▶ [Excerpts from point annotation data]
↓
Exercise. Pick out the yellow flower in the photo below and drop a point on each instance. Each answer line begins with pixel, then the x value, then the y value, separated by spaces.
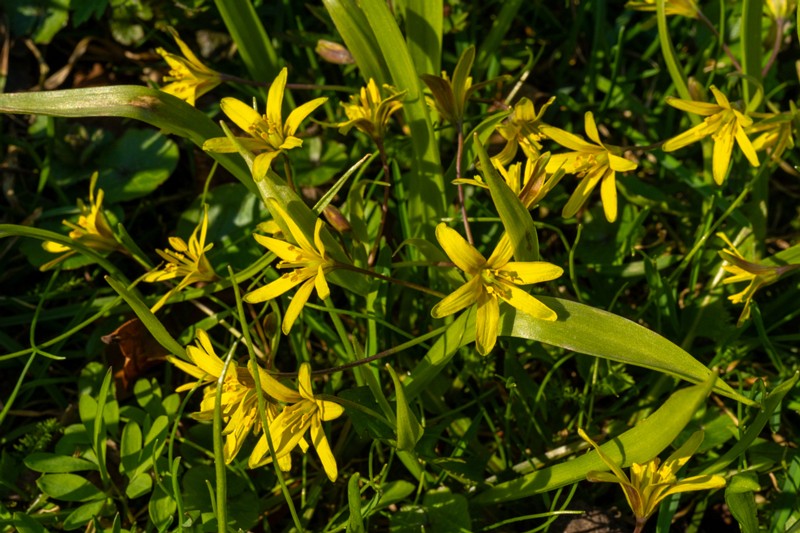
pixel 186 260
pixel 724 122
pixel 305 412
pixel 777 132
pixel 651 482
pixel 239 402
pixel 740 269
pixel 370 113
pixel 310 264
pixel 92 229
pixel 593 163
pixel 522 129
pixel 190 78
pixel 686 8
pixel 450 96
pixel 530 185
pixel 490 281
pixel 269 134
↑
▶ [EXERCISE INSTRUCTIONS]
Can you rewrite the listing above with "yellow flower" swapped for "yellow blossom" and nothing else altered? Omit the pictures.

▶ [ANSWER FOR THE TASK]
Exercise. Pick out the yellow blossom in the photo below and drop a point on each instance. Each answer line begins with pixel, then the x value, then the y value, separated by spaces.
pixel 186 260
pixel 724 122
pixel 305 412
pixel 777 132
pixel 651 482
pixel 239 402
pixel 740 269
pixel 370 113
pixel 310 264
pixel 92 229
pixel 593 163
pixel 522 129
pixel 190 78
pixel 686 8
pixel 450 96
pixel 530 185
pixel 490 281
pixel 269 134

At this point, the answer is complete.